§ WHAT YOU HAVE TO DO:
Answer these questions using the court opinion:
(a) On what date was the opinion issued?
(b) What index number does the case carry?
(c) Which causes of action are the subject of Jackson & Nash's cross-motion for partial summary judgment?

§ READING PASSAGE:
+ + + + +

Supreme Court, New York County

December 10, 2008

JACKSON & NASH, LLP, Plaintiff,
v.
E. TIMOTHY McAULlFFE, PLLC and E. TIMOTHY McAULlFFE, Defendants, E. TIMOTHY McAULlFFE Third-Party Plaintiff,
v.
ALBERT L. LINGELBACH, ALBERT L, LINGELBACH, , P.C, and JOSEPH MICHAELS IV, Third-Party Defendants. Index no. 102265/06

Unpublished Opinion

HERMAN CAHN, J

Defendant and third-party plaintiff, E. Timothy McAuliffe, moves to dismiss and/or for partial summary judgment, dismissing that portion of the complaint which seeks to compel him to account and pay to plaintiff Jackson & Nash, LLP (Jackson & Nash or the Firm), certain executor's commissions he received from the Estate of Virgina Field, CPLR 3211 (a) (7) and 3212 (e). Jackson & Nash cross-moves for partial summary judgment on its first, second, third and fourth causes of action, CPLR 3212.

+ + + + +

§ SUPPLIED INFORMATION:
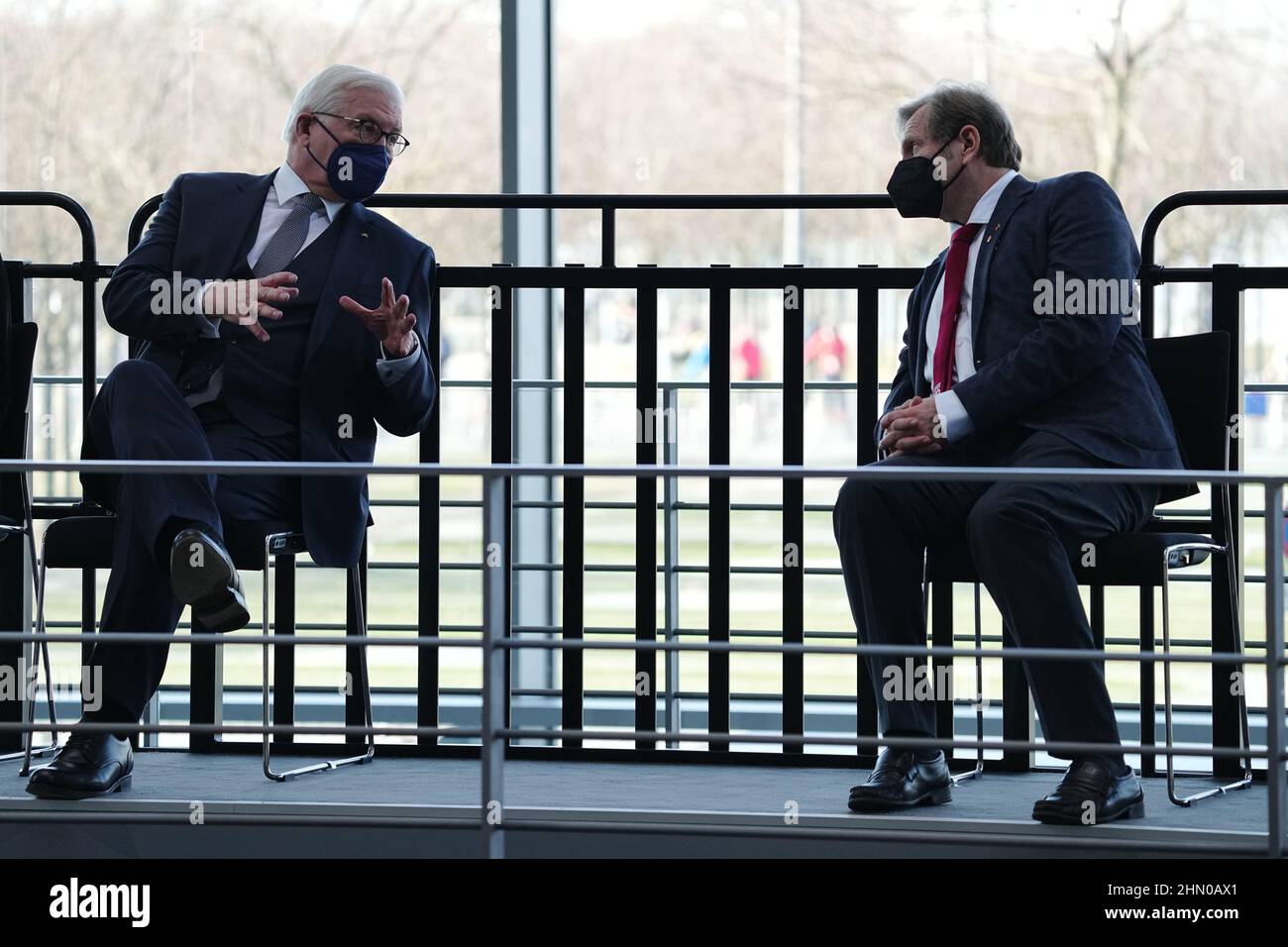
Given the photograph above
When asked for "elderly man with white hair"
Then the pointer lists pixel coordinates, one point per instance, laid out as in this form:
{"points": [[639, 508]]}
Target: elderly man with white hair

+ + + + +

§ OUTPUT FOR THIS TASK:
(a) December 10, 2008
(b) 102265/06
(c) The first, second, third and fourth causes of action